ACTIVITY :: Take every line from the data that has the word "flower" in it.

(Stored data)

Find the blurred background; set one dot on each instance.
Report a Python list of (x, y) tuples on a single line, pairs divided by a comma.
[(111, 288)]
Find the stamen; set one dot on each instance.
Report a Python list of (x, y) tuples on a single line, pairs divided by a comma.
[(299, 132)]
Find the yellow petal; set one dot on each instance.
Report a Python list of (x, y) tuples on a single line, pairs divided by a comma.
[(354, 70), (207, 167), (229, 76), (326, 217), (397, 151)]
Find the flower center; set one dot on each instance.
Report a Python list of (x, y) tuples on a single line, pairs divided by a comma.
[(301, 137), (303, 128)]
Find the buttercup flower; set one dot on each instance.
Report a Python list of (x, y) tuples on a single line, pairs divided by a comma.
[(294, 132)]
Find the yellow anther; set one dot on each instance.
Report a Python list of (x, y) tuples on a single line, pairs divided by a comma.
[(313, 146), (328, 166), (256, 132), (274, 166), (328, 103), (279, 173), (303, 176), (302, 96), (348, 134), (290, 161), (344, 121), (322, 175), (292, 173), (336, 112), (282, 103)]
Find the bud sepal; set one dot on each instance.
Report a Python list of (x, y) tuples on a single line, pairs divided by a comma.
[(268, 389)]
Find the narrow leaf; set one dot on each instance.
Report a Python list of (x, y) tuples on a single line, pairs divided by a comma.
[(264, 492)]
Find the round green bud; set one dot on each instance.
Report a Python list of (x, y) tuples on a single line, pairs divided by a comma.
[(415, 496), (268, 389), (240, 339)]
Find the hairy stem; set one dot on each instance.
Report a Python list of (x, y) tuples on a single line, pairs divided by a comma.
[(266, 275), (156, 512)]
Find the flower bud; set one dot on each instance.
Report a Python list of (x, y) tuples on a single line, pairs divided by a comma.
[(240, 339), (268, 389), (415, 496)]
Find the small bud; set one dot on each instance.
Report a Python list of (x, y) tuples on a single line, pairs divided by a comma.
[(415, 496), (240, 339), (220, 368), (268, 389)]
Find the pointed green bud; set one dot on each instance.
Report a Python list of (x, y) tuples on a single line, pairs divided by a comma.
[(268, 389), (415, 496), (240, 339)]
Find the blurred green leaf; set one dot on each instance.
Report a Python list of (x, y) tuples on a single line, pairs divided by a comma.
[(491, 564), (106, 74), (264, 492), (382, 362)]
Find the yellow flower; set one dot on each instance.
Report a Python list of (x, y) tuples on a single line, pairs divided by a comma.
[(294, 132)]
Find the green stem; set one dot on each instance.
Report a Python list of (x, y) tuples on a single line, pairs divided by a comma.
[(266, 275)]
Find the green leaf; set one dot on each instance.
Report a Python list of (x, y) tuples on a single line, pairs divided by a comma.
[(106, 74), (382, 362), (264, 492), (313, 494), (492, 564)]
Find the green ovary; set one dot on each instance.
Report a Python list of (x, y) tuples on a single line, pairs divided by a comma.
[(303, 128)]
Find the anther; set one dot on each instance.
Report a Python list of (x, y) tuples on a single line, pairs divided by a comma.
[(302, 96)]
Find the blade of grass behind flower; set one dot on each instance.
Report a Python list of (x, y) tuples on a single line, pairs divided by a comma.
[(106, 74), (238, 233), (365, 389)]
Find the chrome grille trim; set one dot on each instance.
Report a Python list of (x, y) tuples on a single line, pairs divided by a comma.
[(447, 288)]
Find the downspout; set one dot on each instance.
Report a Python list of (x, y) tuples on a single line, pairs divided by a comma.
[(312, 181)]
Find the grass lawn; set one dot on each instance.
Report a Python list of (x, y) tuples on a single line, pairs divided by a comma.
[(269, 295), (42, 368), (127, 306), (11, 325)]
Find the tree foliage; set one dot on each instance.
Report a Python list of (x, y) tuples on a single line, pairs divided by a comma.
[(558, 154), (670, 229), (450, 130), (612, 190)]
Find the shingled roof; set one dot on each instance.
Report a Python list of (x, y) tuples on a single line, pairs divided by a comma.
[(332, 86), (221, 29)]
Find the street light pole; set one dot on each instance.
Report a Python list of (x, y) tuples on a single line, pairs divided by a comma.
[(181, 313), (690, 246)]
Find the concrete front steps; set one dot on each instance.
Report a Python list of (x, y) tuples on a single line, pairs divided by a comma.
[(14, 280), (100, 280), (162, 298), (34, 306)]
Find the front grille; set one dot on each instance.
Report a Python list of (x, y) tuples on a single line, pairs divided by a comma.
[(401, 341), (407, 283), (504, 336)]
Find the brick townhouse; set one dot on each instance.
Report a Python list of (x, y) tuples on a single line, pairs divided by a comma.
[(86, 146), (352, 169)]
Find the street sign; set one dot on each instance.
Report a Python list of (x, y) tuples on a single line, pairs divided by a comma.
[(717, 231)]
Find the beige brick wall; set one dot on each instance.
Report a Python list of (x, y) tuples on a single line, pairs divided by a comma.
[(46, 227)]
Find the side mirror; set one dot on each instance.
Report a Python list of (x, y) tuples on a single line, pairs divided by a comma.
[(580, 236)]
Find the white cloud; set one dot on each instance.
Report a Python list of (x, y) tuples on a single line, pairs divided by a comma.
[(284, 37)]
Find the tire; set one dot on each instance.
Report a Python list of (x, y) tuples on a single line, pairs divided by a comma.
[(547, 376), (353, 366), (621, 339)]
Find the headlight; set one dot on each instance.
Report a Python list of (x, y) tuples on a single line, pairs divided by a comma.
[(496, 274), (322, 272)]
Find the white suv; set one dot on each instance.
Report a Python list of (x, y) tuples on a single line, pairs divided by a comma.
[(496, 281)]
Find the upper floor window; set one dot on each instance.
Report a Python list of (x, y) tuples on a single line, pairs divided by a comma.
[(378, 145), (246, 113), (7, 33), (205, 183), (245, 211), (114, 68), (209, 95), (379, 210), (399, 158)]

EXERCISE RESPONSE ::
Find the flower center; set one dot on each instance.
Find the buttercup flower; set one dot on each instance.
Find the flower bud; set one dot on each instance.
Find the yellow flower; set one dot on each instance.
Find the blade of grass behind flower; set one dot on each instance.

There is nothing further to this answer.